His assessment of who was to blame, however, was more mysterious.
"We have determined through the attacker's entry to Turkey and his contacts that there may be active actors behind the scenes," he said.
"An ISIS connection has been identified but ISIS is a pawn, an intermediary organization, a subcontractor. We are working to reveal the real actors behind this terror organization."
Targeting Turkey and the world
Street vendors and shopkeepers opened for business Wednesday but had few customers.
A makeshift memorial appeared at the site of the attack. People laid red roses in the shadow of the city's world-famous Blue Mosque.
The suicide bomber detonated his explosives in the midst of a German tour group made up mostly of retirees, German officials said.
"We have a free society ... but there are people who want us harmed," German Chancellor Angela Merkel said. "We will persevere."
Still, the attack shocked the nation.
The headline on the German tabloid Bild asked: "Was this a targeted attack on us?"
But German Interior Minister Thomas de Maiziere said there were no indications Germans were singled out.
He encouraged Germans to continue to travel to Turkey. "We don't want to change our behavior," he said.
The last time Germany experienced such a deadly attack on its citizens was 2002. A suicide attack on a historic synagogue in Djerba, Tunisia, killed 14 German tourists, three Tunisians and two French citizens.
Some 4 million Germans visited Turkey in 2015, more than from any other country, according to the Ministry of Culture and Tourism. Turkey is second only to Spain as a stop for German vacationers.
Upping the ante
The attack took place in an area heavily guarded by Turkish security forces.

DATASET ENTRIES
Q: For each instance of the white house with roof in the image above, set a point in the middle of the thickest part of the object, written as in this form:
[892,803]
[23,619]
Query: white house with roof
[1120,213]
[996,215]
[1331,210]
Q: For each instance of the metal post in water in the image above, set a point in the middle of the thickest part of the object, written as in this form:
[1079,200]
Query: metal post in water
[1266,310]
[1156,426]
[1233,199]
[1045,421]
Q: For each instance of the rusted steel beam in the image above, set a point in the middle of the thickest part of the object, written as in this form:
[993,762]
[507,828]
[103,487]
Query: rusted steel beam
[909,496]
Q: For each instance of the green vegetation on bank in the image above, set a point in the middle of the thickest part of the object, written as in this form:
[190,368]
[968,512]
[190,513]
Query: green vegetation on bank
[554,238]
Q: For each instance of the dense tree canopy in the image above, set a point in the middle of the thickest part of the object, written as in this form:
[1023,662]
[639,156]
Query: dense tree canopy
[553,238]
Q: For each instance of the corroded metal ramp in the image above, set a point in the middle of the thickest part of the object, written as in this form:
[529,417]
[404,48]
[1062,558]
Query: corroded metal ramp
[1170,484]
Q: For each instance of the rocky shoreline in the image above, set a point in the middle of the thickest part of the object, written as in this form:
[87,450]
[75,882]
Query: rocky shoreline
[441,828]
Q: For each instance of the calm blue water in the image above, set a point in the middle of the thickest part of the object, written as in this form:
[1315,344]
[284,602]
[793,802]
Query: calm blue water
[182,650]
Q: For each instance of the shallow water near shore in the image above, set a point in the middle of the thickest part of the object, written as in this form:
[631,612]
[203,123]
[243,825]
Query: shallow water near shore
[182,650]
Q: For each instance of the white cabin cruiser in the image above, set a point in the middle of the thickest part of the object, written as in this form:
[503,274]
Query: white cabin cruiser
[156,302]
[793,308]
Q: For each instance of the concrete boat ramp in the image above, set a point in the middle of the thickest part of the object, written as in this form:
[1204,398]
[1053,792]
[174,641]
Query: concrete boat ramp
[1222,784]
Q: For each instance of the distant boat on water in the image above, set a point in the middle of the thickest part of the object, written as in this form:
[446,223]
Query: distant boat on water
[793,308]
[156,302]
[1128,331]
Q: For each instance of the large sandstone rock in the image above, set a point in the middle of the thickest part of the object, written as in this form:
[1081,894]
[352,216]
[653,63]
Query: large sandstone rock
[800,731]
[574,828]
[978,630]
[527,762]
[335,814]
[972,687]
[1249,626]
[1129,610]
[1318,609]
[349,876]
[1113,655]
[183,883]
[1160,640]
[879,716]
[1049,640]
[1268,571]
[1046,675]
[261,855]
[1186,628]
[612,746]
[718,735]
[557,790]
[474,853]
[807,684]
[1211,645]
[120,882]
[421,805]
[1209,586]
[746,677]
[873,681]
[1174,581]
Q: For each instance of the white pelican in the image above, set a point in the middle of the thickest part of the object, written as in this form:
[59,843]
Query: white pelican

PROMPT 1
From the news excerpt about the attack in Turkey, transcribe the part that opens with the words containing "The suicide bomber" and closes with "two French citizens.".
PROMPT 2
Answer these questions using the news excerpt about the attack in Turkey:
(a) Where did people lay red roses?
(b) According to the Ministry of Culture and Tourism, how many Germans visited Turkey in 2015?
(c) In what year did Germany last experience such a deadly attack on its citizens?
PROMPT 3
Take the news excerpt about the attack in Turkey further, continuing it from the point where it stops.

RESPONSE AREA 1
The suicide bomber detonated his explosives in the midst of a German tour group made up mostly of retirees, German officials said.
"We have a free society ... but there are people who want us harmed," German Chancellor Angela Merkel said. "We will persevere."
Still, the attack shocked the nation.
The headline on the German tabloid Bild asked: "Was this a targeted attack on us?"
But German Interior Minister Thomas de Maiziere said there were no indications Germans were singled out.
He encouraged Germans to continue to travel to Turkey. "We don't want to change our behavior," he said.
The last time Germany experienced such a deadly attack on its citizens was 2002. A suicide attack on a historic synagogue in Djerba, Tunisia, killed 14 German tourists, three Tunisians and two French citizens.

RESPONSE AREA 2
(a) In the shadow of the city's world-famous Blue Mosque, at the site of the attack.
(b) Some 4 million.
(c) 2002.

RESPONSE AREA 3
Sajjan Gohel, international security director at the Asia-Pacific Foundation, thought it was significant that it targeted a square that is both a draw for tourists and significant to Turkey's history and its diverse cultural identity -- the type of place, he said, "that ISIS is so deeply opposed to."
"The type of monuments that are in Sultanahmet Square are the type that ISIS has been blowing up in Syria," Gohel told CNN. "It's seen as a place where you have a mesh of different entities. It's a real melting pot."
If Tuesday's blast is confirmed to be the work of the terrorist group, that will force Ankara to step up its anti-ISIS fight, Gohel said.
"An attack like this is designed to create economic, political and social consequences," he said. "Turkey has to realize that the pipeline that feeds ISIS from Turkey to Syria has to now be cut off, because incidents like this are not one-offs. This could be part of a series of plots."
Spilling over
To find the likely source of the violence, one only has to look south to Syria, where a civil war has raged for nearly five years.
The conflict has claimed more than 250,000 lives, according to the United Nations. More than half the country's 17 million residents have fled, and a humanitarian crisis remains for those left behind.
The violence can be blamed on many groups, including forces loyal to Syrian President Bashar al-Assad. But ISIS has been behind many of the worst atrocities.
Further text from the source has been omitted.